### Exercise description
An exact, complete copy of the data that follows is needed.

Dataset excerpts
▼▼▼
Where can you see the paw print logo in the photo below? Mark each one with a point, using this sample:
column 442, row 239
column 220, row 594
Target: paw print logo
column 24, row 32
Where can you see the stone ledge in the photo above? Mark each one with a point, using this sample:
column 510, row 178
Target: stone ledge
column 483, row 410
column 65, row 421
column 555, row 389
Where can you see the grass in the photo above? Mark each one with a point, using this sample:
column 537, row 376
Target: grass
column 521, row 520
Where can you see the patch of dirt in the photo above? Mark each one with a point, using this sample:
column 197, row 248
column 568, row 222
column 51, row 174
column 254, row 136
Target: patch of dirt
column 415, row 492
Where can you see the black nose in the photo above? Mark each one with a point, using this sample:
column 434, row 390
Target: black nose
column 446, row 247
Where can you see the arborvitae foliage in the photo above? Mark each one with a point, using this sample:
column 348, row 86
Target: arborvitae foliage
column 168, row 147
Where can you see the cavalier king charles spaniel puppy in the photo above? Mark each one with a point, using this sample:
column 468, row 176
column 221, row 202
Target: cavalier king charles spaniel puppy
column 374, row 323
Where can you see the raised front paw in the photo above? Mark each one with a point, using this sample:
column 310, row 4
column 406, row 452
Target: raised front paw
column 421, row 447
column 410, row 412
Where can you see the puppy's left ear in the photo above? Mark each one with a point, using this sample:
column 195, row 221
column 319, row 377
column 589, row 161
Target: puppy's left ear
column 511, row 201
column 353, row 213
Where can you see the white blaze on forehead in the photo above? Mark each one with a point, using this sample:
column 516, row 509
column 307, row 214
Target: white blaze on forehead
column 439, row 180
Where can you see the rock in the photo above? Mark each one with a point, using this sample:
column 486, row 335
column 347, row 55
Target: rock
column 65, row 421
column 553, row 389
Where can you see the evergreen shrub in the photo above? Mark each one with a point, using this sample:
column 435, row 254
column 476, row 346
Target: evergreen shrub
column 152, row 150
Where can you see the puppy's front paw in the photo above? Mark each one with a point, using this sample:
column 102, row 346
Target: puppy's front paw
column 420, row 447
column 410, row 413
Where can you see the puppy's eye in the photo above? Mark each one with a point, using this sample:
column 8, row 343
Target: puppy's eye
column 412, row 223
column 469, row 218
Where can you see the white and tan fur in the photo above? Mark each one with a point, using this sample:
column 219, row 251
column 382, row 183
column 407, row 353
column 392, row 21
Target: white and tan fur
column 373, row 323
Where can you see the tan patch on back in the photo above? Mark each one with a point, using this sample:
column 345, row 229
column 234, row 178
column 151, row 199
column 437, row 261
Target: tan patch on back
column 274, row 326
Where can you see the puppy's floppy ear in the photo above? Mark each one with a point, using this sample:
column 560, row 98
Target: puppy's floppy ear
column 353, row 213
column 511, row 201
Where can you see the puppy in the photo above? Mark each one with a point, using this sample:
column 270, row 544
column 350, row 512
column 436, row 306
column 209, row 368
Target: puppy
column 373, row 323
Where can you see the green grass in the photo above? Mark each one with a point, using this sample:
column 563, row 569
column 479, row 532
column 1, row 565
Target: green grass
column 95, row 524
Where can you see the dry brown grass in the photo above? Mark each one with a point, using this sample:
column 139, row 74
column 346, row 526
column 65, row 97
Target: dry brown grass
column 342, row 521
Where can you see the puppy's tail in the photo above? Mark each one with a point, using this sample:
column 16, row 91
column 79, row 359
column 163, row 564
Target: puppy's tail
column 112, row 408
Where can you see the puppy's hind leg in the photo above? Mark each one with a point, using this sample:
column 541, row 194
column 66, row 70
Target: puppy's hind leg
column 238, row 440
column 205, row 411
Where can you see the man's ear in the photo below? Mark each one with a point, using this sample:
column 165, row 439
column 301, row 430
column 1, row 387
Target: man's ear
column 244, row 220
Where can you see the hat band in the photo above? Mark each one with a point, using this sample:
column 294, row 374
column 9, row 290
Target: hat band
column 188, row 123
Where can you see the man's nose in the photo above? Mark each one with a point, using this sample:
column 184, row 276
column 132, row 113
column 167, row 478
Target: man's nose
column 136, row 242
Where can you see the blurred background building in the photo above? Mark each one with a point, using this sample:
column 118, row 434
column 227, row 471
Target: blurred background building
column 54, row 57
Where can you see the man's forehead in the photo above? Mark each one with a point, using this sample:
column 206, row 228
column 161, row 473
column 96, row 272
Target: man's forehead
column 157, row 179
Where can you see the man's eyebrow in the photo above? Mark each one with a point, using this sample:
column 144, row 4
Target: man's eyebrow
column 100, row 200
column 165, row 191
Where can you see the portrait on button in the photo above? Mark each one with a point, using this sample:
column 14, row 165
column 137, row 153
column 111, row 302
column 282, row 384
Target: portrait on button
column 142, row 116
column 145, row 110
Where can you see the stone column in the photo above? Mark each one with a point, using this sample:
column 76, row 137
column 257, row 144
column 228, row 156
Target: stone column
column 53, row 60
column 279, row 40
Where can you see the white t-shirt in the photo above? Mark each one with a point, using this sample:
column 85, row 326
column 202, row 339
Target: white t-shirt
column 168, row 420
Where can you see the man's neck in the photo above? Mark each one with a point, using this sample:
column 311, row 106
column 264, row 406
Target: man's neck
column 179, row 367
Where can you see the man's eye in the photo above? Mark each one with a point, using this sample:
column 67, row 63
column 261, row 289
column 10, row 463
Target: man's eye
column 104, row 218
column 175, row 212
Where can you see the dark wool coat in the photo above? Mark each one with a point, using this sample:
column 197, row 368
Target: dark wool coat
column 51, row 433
▲▲▲
### Task output
Where can you see the paw print logo in the photo below? Mark each one with a point, using this sample:
column 442, row 239
column 220, row 594
Target: paw print logo
column 24, row 32
Where can you see the stone ledge in the photo above? Mark each one with a point, using this sample:
column 510, row 178
Target: stone ledge
column 483, row 410
column 65, row 421
column 555, row 389
Where can you see the grass in the photo above? Mark each one with a point, using this sample:
column 537, row 376
Target: grass
column 521, row 520
Where can you see the patch of dirt in the photo above? Mark each one with a point, using this sample:
column 197, row 248
column 568, row 222
column 51, row 174
column 254, row 136
Target: patch of dirt
column 415, row 492
Where can you see the black nose in the photo above? Mark each one with a point, using this sample:
column 434, row 390
Target: black nose
column 446, row 247
Where can you see the arborvitae foliage in the photo above? Mark each one with a point, using this sample:
column 348, row 86
Target: arborvitae foliage
column 168, row 147
Where can you see the cavalier king charles spaniel puppy in the photo above? Mark each one with a point, using this sample:
column 468, row 176
column 221, row 202
Target: cavalier king charles spaniel puppy
column 374, row 323
Where can you see the raised front paw in the photo above? Mark each one with a point, using this sample:
column 310, row 4
column 406, row 452
Target: raised front paw
column 421, row 447
column 410, row 412
Where can you see the puppy's left ear in the photo above? Mark each one with a point, using this sample:
column 195, row 221
column 319, row 377
column 589, row 161
Target: puppy's left ear
column 511, row 201
column 353, row 213
Where can you see the white blaze on forehead in the photo above? Mark each one with a point, using this sample:
column 516, row 509
column 307, row 214
Target: white blaze on forehead
column 439, row 180
Where can you see the rock in the photo above? Mark each one with a point, using this sample:
column 486, row 335
column 347, row 55
Target: rock
column 65, row 421
column 553, row 389
Where can you see the evergreen shrub in the photo above? Mark each one with a point, using this sample:
column 435, row 254
column 476, row 346
Target: evergreen shrub
column 152, row 150
Where can you see the puppy's front paw in the photo above? Mark each one with a point, using this sample:
column 102, row 346
Target: puppy's front paw
column 420, row 447
column 410, row 413
Where can you see the puppy's eye in the photo above? Mark each one with a point, using this sample:
column 8, row 343
Target: puppy's eye
column 412, row 223
column 469, row 218
Where can you see the white and tan fur in the photo above? Mark each one with a point, using this sample:
column 219, row 251
column 382, row 183
column 407, row 353
column 392, row 21
Target: white and tan fur
column 373, row 323
Where can you see the tan patch on back in the photo above? Mark each one with a point, using this sample:
column 345, row 229
column 234, row 178
column 151, row 199
column 437, row 261
Target: tan patch on back
column 274, row 326
Where can you see the puppy's floppy ear in the photo above? Mark each one with a point, using this sample:
column 560, row 98
Target: puppy's floppy ear
column 353, row 213
column 511, row 201
Where can you see the puppy in the photo above? Mark each one with a point, using this sample:
column 270, row 544
column 350, row 512
column 436, row 306
column 209, row 368
Target: puppy
column 373, row 323
Where can you see the green grass in the photo above? Mark each one with a point, using this sample:
column 563, row 569
column 479, row 532
column 1, row 565
Target: green grass
column 95, row 524
Where can you see the dry brown grass in the photo above? Mark each one with a point, using this sample:
column 139, row 74
column 346, row 526
column 65, row 97
Target: dry brown grass
column 342, row 521
Where can you see the puppy's tail in the photo above? Mark each one with a point, using this sample:
column 16, row 91
column 79, row 359
column 163, row 564
Target: puppy's tail
column 112, row 408
Where can you see the puppy's hind leg in the photo above? Mark each one with a point, using this sample:
column 541, row 194
column 66, row 70
Target: puppy's hind leg
column 238, row 440
column 205, row 411
Where can you see the man's ear in the photo below? Mark each one with a point, using this sample:
column 165, row 439
column 301, row 430
column 1, row 387
Target: man's ear
column 244, row 220
Where can you see the hat band in the photo above? Mark each one with a point, using this sample:
column 294, row 374
column 9, row 290
Target: hat band
column 188, row 123
Where can you see the man's nose in the photo above? Mark each one with a point, using this sample:
column 184, row 276
column 132, row 113
column 167, row 478
Target: man's nose
column 136, row 242
Where can you see the blurred background building in the photo above? Mark each one with a point, using this sample:
column 118, row 434
column 227, row 471
Target: blurred background building
column 54, row 57
Where can you see the man's forehead in the photo above? Mark each one with a point, using this sample:
column 206, row 228
column 161, row 473
column 96, row 272
Target: man's forehead
column 157, row 179
Where can you see the man's eyebrow in the photo above? Mark each one with a point, using this sample:
column 144, row 4
Target: man's eyebrow
column 100, row 200
column 165, row 191
Where can you see the portrait on button in the photo above? Mark each one with a point, using this sample:
column 14, row 165
column 137, row 153
column 111, row 302
column 282, row 384
Target: portrait on button
column 142, row 116
column 145, row 110
Where can you see the stone column in the photo above? Mark each one with a point, using this sample:
column 76, row 137
column 257, row 144
column 228, row 156
Target: stone column
column 53, row 60
column 279, row 40
Where can you see the white t-shirt in the photo above? Mark each one with a point, using this sample:
column 85, row 326
column 202, row 339
Target: white t-shirt
column 168, row 420
Where can you see the man's neck in the photo above? Mark each one with a point, using this sample:
column 311, row 106
column 264, row 406
Target: man's neck
column 179, row 367
Where can you see the man's eye in the photo above? Mark each one with a point, using this sample:
column 67, row 63
column 261, row 289
column 10, row 463
Target: man's eye
column 104, row 218
column 175, row 212
Where can you see the dark wool coat in the photo above? Mark each one with a point, using this sample:
column 197, row 368
Target: dark wool coat
column 51, row 433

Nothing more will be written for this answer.